Factors are substituted using their names specified in the design. For example, if the value of FactorA
should be passed as an argument to my_script.sh
, the script specified in the pipeline step should be written as my_script.sh {% FactorA %}
- doepipeline will then substitute the template with the value of the factor according to the experimental design.
design:
# The type of design to use.
type: ccf
factors:
# Specify each factor that you wish to use in the optimization.
# Change the names to your liking.
FactorA:
min: 0.0 # Global minimum value.
max: 40.0 # Global maximum value.
low_init: 0.0 # Initial low setting.
high_init: 20.0 # Initial high value.
type: quantitative # The type of factor.
FactorB:
min: 0
max: 10
low_init: 3
high_init: 7
type: ordinal
FactorC:
# For a categorical (qualitative) factor, specify the different categories like this:
values:
- 'stringent_filter'
- 'lenient_filter'
- 'no_filter'
type: categorical
responses:
# Specify each response that you wish to use in the optimization.
# Change the names to your liking.
ResponseA:
criterion: maximize # Maximize/minimize
# File where final results are written.
results_file: my_results.txt
# The working directory where all run files will be written.
working_directory: ~/my_work_directory
pipeline:
# Specifies order of pipeline steps/jobs. These names must match the job-names below.

________________________

- _STATED EXERCISE_:
Can you resume the doepipeline configuration excerpt, picking up right after its final line? This data has no role here.

Records
________________________

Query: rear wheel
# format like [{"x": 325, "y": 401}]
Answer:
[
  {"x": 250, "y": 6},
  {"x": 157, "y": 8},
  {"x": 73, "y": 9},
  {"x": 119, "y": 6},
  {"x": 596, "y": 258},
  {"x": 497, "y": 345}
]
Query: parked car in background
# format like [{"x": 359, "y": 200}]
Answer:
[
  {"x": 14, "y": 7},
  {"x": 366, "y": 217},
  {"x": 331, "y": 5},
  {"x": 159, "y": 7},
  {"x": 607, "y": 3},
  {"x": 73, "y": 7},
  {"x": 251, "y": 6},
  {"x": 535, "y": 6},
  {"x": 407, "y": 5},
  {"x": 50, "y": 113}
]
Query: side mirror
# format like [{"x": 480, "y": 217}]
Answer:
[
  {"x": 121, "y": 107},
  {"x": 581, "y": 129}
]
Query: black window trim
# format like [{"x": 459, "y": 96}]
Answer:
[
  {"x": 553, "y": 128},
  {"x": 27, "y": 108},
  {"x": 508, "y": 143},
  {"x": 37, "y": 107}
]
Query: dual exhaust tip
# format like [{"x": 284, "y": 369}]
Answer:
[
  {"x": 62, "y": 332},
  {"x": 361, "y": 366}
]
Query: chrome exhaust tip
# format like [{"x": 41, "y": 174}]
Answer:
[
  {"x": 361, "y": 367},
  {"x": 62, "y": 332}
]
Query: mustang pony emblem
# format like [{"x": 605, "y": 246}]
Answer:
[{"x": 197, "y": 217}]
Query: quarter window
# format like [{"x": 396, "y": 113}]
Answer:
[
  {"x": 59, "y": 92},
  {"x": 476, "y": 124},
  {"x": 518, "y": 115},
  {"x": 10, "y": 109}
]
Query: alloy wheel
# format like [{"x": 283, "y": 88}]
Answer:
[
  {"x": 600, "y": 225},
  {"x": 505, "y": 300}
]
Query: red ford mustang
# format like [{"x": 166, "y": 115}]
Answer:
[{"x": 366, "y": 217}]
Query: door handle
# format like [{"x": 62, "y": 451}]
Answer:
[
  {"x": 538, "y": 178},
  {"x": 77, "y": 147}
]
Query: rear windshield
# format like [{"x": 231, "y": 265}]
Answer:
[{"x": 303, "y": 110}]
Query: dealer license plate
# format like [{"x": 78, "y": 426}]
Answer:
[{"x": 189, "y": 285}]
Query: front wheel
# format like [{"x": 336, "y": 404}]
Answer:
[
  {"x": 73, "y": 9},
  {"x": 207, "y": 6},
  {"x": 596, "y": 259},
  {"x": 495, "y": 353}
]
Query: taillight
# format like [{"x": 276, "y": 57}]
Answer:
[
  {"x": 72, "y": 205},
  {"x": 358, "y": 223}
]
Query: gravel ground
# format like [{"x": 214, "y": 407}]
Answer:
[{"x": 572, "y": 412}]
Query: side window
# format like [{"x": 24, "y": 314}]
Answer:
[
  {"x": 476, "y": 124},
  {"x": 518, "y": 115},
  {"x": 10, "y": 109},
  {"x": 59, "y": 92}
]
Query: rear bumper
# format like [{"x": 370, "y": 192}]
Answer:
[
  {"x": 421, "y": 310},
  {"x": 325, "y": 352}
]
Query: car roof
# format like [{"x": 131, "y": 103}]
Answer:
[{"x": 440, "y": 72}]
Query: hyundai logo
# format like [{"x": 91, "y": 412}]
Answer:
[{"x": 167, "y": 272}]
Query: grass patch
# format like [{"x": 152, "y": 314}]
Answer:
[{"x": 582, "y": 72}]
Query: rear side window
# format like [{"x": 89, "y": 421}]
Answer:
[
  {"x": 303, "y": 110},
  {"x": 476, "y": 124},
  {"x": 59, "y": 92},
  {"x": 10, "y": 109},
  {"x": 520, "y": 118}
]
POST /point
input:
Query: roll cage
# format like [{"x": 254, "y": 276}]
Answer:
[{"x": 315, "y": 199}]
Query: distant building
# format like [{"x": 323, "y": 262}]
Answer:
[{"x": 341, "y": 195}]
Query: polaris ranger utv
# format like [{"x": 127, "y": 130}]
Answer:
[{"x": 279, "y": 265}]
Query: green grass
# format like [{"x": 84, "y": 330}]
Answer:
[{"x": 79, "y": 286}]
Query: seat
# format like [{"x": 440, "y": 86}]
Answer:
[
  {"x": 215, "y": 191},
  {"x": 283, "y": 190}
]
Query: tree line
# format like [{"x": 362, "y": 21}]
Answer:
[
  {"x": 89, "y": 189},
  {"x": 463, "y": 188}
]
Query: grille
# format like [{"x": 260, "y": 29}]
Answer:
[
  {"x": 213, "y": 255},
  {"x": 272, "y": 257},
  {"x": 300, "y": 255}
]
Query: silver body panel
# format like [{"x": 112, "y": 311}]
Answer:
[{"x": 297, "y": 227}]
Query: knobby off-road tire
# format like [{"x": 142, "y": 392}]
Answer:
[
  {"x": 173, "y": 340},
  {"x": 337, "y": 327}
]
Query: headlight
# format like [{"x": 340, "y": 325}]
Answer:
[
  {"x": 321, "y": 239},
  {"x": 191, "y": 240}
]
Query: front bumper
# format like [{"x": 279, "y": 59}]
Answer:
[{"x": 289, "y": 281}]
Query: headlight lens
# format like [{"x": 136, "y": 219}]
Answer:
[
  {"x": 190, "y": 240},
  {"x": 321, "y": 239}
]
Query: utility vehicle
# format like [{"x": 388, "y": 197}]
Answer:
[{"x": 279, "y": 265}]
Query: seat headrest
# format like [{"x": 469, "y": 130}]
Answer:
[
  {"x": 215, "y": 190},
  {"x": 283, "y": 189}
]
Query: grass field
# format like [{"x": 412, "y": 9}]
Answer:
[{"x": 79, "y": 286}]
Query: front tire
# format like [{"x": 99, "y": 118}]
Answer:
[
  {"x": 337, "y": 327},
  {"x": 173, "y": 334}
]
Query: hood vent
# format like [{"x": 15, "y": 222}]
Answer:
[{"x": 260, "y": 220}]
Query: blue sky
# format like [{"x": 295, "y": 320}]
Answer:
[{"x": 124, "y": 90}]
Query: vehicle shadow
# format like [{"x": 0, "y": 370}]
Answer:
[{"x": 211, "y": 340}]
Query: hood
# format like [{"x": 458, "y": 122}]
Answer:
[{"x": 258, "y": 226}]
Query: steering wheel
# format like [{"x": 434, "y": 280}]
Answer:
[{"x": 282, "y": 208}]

________________________

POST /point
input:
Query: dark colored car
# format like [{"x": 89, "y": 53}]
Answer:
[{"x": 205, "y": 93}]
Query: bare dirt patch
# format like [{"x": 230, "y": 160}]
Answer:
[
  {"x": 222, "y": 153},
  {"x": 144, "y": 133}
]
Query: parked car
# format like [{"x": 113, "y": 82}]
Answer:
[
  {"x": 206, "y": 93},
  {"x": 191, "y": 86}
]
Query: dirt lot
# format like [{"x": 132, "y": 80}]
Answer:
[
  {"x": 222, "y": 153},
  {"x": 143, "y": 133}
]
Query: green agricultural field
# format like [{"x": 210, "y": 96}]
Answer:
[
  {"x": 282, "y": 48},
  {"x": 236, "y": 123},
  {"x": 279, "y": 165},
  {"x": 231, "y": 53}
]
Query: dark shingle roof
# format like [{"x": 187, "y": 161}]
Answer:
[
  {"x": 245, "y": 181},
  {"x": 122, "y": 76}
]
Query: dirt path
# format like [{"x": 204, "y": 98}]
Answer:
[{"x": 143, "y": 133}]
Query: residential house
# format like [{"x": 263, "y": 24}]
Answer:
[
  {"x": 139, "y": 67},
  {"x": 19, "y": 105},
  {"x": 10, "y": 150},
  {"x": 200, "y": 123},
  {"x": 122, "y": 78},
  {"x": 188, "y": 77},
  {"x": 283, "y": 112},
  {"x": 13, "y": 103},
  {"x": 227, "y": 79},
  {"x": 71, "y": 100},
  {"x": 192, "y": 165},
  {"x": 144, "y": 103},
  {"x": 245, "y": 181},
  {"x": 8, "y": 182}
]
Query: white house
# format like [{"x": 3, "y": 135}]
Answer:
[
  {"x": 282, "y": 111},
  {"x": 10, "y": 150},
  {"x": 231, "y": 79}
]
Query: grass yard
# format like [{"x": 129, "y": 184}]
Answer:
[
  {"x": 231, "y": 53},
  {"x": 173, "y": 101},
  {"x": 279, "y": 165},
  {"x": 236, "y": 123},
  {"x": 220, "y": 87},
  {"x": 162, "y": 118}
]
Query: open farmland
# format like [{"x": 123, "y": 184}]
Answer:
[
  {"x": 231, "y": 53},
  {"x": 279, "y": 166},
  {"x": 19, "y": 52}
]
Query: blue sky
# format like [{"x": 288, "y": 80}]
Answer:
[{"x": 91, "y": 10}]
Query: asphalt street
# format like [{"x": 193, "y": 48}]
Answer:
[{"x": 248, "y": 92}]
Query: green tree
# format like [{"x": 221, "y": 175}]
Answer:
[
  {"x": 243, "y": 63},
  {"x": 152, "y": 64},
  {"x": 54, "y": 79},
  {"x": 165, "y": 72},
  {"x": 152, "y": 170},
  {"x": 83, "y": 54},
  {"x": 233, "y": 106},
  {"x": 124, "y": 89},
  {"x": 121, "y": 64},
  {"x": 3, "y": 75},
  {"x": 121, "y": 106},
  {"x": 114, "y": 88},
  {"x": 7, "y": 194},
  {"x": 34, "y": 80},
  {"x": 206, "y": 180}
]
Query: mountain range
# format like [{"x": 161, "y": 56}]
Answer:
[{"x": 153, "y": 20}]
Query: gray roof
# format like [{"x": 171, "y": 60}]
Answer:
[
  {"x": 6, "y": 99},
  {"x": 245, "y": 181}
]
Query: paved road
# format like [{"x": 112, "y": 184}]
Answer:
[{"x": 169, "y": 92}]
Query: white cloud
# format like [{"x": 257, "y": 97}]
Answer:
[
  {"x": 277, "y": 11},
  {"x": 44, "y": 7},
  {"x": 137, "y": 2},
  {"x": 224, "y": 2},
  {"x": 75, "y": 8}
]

________________________

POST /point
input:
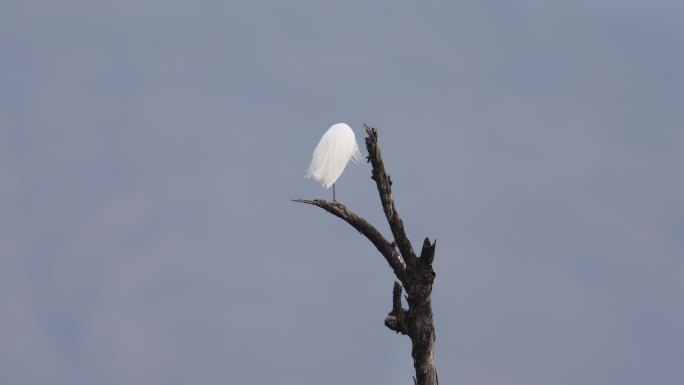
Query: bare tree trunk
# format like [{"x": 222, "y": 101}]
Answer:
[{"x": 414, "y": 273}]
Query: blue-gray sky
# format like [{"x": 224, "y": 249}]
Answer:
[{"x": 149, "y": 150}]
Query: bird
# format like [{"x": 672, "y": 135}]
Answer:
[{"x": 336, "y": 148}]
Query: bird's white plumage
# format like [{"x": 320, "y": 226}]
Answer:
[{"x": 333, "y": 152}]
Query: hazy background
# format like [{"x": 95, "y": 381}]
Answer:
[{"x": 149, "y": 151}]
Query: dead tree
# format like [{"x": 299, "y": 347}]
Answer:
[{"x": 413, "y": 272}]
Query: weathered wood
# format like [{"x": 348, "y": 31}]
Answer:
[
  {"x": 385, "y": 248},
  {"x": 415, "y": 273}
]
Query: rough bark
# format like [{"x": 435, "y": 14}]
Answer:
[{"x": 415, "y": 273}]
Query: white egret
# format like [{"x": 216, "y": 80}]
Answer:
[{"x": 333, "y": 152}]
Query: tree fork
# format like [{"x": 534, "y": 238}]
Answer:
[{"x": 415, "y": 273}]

________________________

- _ANSWER TO THE EXERCISE_:
- MyFirstJob
- MySecondJob
- MyThirdJob
MyFirstJob:
# The script that will be executed is specified here.
script: >
bash my_first_script.sh --parameter {% FactorA %}
factors:
# The factors must match the factors in the design section above.
FactorA:
substitute: true
MySecondJob:
# The script can be multi-line. First activate a conda environment, then execute my_program
script: >
activate my_conda_env && \
my_program \
--parameter1 {% FactorB %} \
--parameter2 {% FactorC}
factors:
FactorB:
substitute: true
FactorC:
substitute: true
# This pipeline step should be run through SLURM.
# Set the slurm parameters as you would otherwise do.
slurm:
A: <PROJECT>
c: 2
t: 00:40:00
o: second_job_slurm.out
e: second_job_slurm.error
MyThirdJob:
# Make sure to save the response to the results_file.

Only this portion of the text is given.